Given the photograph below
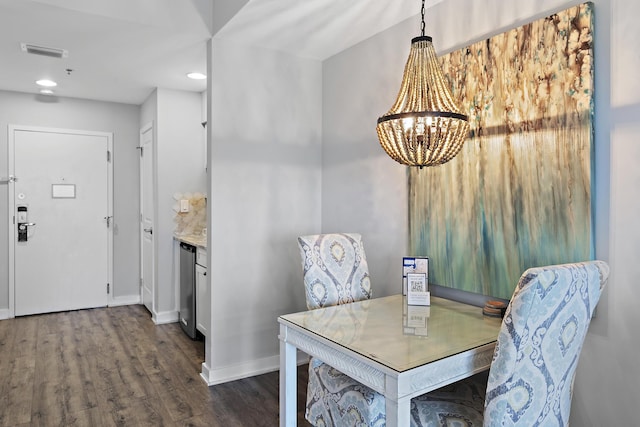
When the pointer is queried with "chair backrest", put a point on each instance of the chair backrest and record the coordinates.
(335, 269)
(534, 364)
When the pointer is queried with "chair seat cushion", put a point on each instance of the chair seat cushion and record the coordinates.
(335, 399)
(460, 404)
|---|
Given problem:
Transcribe every line of the listing above word for word, omitting the picture.

Answer to the problem:
Given the photograph below
When the pointer is queried with "chair backrest", put a point on each instance of the chair backrest and record the coordinates.
(335, 269)
(534, 364)
When the pointer is queried with "chair seat cushion", put a point on each instance of the chair seat cushion and record the coordinates.
(335, 399)
(460, 404)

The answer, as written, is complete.